**Document text:**
Galileo Galilei was born in Italy in 1564. Once, when 17 years old, he had his attention drawn to the chandelier of the local Cathedral, which was swinging in small arcs. Using his own pulse, Galileo concluded that the period of the swing or oscillation was independent of the amplitude of the chandelier’s movement. This inclination toward experimental investigations distinguished him from the men of his time.
Galileo started to study Medicine in the University of Pisa, but after four years he abandoned it to dedicate himself to mathematics. At 24 he became Professor of Mathematics at Pisa but in 1592 Venice invited him to teach in the University of Padua. He had so many students there that he had to teach in the open.
Perhaps the greatest contribution Galileo made to science was his development of a scientific method. His method consisted of three basic principles.
- Unprejudiced observation of natural phenomena as they happened, without reference to religious or philosophical views. Galileo made one of the first telescopes and was the first person to observe the mountains on the Moon. This led him to abandon Aristotle’s idea that all celestial bodies were perfect.

**Things to do:**
1/ How would you put this sentence from the Galileo passage into Spanish: "He had so many students there that he had to teach in the open."
2/ Answer these questions from the Galileo passage:
(a) What did Galileo use to judge the period of the chandelier's swing?
(b) How old was Galileo when he became Professor of Mathematics at Pisa?
(c) What was Galileo the first person to observe?
3/ Proceed with the Galileo passage from the point where it stops.

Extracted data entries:
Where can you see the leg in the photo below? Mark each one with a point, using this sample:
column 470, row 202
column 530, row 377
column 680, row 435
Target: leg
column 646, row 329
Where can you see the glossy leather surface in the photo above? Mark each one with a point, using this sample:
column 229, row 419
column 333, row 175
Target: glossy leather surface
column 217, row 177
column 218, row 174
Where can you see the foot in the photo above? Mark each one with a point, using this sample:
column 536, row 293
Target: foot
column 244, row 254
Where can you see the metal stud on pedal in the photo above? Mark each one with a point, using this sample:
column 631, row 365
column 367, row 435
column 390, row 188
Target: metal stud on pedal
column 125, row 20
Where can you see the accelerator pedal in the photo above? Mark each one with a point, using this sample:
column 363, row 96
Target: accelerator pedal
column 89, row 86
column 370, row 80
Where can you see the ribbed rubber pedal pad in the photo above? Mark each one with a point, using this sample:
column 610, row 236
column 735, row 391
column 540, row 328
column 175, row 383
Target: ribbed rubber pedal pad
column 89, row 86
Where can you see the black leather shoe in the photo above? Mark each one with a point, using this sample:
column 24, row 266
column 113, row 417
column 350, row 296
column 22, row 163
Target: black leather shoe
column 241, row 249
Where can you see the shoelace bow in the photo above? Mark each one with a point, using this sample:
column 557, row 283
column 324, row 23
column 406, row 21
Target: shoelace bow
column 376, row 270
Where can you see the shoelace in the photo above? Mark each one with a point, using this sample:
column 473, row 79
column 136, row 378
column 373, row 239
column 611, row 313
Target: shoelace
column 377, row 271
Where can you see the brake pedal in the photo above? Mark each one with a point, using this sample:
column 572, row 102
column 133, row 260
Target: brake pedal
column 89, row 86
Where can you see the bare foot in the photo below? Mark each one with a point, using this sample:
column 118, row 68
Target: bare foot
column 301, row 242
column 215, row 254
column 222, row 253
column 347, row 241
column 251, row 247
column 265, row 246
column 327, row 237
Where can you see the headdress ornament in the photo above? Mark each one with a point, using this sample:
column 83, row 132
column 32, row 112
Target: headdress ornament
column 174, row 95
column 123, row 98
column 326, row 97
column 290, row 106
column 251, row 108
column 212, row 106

**Outputs by task:**
1/ Tenía tantos estudiantes allí que tenía que enseñar al aire libre.

2/
(a) His own pulse.
(b) 24.
(c) The mountains on the Moon.

3/
- Experimentation. Every scientific theory should be put to test in a practical experiment. Galileo is said to have climbed a tower in Pisa in order to drop two bodies of different masses to show that they fall with apparently equal velocities.
- Correct knowledge of nature should be expressed in mathematical terms. For example, declaring that the distance travelled by a falling body is proportional to the square of the time taken in falling.
Galileo also found four moons orbiting around the planet Jupiter. This and other observations led him to believe the Copernican model of the solar system, which had all planets orbiting the Sun. Thus he came into conflict with the teaching of the Catholic Church, for whom the Earth was the centre of the Universe. In the year that Isaac Newton was born, 1642, Galileo died, blind and under house arrest for his scientific convictions.